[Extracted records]

------

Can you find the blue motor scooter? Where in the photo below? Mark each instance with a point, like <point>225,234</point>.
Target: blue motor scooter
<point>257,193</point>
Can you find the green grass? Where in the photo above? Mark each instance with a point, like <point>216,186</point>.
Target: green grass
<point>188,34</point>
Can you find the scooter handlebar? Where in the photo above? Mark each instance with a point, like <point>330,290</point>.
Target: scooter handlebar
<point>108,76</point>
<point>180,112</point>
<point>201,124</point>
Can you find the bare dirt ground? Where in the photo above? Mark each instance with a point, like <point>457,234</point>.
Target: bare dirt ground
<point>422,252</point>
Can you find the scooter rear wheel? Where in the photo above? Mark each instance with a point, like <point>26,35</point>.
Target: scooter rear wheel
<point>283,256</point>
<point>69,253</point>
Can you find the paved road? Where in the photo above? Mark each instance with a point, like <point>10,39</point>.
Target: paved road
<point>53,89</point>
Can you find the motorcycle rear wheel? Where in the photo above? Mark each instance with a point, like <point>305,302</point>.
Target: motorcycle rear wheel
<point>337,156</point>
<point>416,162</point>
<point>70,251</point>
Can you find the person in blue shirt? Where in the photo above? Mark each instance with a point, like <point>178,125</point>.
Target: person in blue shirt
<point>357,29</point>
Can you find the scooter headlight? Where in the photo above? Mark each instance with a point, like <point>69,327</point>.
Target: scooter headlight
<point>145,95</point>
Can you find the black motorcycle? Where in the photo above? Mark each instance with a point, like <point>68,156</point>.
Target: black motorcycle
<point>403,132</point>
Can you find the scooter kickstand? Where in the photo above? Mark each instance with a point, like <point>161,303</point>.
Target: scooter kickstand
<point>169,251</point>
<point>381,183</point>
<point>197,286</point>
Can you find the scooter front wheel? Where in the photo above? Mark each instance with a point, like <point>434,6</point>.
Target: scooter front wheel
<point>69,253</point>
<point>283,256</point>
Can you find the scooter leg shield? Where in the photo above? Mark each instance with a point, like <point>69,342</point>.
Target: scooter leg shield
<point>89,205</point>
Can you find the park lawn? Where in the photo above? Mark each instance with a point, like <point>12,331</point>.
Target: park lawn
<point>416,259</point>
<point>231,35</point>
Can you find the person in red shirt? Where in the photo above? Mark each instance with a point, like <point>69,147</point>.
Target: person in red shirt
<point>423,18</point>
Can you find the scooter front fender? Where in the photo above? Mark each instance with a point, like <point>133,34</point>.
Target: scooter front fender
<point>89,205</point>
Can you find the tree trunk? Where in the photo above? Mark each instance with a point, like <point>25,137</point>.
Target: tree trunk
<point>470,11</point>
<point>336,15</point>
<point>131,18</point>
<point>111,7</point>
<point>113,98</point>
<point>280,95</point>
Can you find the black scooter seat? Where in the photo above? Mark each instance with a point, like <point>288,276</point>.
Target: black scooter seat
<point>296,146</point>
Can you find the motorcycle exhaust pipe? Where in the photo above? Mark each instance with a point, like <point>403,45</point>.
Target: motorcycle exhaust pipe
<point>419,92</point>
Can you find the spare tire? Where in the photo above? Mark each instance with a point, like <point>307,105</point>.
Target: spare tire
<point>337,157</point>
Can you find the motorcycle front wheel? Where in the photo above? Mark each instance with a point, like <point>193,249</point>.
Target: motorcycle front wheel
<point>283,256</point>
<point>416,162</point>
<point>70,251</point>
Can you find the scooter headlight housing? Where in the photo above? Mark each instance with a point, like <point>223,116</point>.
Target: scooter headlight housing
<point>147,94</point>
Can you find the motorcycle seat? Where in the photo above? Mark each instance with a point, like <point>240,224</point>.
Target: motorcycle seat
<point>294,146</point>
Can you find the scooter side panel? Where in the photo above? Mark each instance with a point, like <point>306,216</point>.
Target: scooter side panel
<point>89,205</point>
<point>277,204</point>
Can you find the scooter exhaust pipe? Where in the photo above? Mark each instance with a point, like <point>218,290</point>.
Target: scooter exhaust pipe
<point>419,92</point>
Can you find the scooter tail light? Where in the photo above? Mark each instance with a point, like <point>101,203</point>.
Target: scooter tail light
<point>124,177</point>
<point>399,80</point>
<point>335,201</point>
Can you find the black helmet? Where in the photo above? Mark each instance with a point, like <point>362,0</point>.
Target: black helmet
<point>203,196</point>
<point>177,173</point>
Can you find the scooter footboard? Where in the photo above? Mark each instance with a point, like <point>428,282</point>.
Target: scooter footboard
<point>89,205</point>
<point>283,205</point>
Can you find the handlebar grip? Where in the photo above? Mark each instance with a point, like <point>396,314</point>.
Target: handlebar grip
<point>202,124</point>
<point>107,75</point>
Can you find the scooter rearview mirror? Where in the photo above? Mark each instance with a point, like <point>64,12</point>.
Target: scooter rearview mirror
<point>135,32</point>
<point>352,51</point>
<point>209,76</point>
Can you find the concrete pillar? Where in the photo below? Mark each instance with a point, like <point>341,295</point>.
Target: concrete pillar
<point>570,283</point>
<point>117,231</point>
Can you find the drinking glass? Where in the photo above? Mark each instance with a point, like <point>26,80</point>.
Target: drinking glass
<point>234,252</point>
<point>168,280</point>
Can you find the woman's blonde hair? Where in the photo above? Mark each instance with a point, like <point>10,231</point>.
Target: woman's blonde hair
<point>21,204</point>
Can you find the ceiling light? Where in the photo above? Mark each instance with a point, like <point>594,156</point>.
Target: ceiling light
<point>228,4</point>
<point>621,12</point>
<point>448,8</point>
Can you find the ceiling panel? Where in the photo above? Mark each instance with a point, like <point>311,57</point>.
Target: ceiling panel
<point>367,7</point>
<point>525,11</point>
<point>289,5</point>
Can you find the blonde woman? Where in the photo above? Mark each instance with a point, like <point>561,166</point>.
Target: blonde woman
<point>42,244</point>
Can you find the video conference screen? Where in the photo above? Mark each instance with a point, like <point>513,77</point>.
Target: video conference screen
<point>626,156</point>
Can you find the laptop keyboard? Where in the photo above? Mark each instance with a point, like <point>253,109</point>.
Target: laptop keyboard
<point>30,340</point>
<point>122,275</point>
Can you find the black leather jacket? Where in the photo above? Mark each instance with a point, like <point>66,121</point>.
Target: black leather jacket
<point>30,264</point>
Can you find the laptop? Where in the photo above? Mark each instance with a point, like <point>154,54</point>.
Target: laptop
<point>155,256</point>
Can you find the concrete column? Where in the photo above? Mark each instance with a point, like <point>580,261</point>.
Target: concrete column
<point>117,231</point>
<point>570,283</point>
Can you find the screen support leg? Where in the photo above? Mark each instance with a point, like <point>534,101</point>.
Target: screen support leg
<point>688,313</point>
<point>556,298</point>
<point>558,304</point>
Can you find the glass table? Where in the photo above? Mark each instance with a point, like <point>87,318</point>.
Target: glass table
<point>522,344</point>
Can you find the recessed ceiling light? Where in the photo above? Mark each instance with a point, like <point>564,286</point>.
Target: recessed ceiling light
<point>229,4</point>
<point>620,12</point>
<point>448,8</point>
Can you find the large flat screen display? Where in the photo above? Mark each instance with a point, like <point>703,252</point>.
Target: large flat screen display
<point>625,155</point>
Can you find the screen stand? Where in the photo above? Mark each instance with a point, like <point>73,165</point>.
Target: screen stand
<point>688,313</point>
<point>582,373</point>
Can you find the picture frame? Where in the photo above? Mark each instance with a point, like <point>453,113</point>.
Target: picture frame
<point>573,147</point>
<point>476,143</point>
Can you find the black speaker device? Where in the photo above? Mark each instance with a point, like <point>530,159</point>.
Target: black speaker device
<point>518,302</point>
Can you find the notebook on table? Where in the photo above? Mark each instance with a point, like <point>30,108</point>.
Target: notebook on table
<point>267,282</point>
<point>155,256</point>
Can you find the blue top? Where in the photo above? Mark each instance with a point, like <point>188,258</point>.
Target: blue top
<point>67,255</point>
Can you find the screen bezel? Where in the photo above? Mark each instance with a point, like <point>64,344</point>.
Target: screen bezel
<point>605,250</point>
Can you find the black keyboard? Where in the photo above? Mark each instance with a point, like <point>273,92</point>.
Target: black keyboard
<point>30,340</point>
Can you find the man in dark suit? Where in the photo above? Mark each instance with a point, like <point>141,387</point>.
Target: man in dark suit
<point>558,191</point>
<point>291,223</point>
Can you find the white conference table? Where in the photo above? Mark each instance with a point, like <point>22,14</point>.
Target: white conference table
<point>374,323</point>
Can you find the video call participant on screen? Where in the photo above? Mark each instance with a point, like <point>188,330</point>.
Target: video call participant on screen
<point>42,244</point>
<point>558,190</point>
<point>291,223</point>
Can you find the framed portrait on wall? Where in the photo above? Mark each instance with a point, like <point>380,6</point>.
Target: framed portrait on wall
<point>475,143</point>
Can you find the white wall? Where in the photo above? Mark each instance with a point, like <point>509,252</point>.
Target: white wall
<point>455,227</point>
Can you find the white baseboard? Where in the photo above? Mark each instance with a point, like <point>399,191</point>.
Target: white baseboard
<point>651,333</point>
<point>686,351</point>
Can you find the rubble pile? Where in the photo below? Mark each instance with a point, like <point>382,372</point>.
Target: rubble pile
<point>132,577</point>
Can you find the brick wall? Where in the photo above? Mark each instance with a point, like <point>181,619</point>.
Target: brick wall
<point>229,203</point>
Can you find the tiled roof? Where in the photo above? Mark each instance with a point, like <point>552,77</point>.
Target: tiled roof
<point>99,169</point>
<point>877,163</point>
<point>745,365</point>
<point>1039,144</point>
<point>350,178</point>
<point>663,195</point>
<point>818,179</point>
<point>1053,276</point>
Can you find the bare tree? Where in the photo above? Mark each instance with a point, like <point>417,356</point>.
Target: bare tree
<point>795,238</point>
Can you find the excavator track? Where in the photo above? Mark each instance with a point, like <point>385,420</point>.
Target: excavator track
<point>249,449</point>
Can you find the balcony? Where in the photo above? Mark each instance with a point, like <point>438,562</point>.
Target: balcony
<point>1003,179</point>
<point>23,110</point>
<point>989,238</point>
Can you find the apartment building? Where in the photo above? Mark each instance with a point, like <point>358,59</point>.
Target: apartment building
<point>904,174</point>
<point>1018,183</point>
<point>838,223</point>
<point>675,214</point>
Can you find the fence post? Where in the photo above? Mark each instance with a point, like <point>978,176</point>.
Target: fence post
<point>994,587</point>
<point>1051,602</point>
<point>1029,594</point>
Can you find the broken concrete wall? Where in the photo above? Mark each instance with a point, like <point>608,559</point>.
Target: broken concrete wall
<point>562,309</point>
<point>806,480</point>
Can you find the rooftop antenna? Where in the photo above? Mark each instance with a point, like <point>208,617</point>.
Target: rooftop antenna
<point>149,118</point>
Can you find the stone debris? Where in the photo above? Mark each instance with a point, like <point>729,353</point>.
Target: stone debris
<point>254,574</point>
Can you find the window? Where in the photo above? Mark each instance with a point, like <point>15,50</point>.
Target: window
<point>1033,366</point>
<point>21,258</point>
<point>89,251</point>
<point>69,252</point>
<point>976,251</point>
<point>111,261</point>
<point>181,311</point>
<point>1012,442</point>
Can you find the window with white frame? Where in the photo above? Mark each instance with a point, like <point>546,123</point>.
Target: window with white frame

------

--- Given task ---
Format everything in the data from the line containing "Can you find the black scooter" down to the line containing "<point>147,94</point>", both included, as a numbered list, leaving out any blank lines.

--- Response ---
1. Can you find the black scooter seat? Where in the photo above? Mark each instance with a point, like <point>288,276</point>.
2. Target: black scooter seat
3. <point>296,146</point>
4. Can you find the motorcycle exhaust pipe? Where in the photo above? Mark each instance with a point, like <point>403,45</point>.
5. Target: motorcycle exhaust pipe
6. <point>419,92</point>
7. Can you find the spare tire? Where in the photo above? Mark each instance with a point, like <point>307,105</point>.
8. Target: spare tire
9. <point>337,157</point>
10. Can you find the motorcycle front wheel? Where in the photo above? Mark each instance with a point, like <point>193,249</point>.
11. Target: motorcycle front wheel
12. <point>283,256</point>
13. <point>416,162</point>
14. <point>70,251</point>
15. Can you find the scooter headlight housing? Where in the photo above? Mark each instance with a point, like <point>223,116</point>.
16. Target: scooter headlight housing
17. <point>147,94</point>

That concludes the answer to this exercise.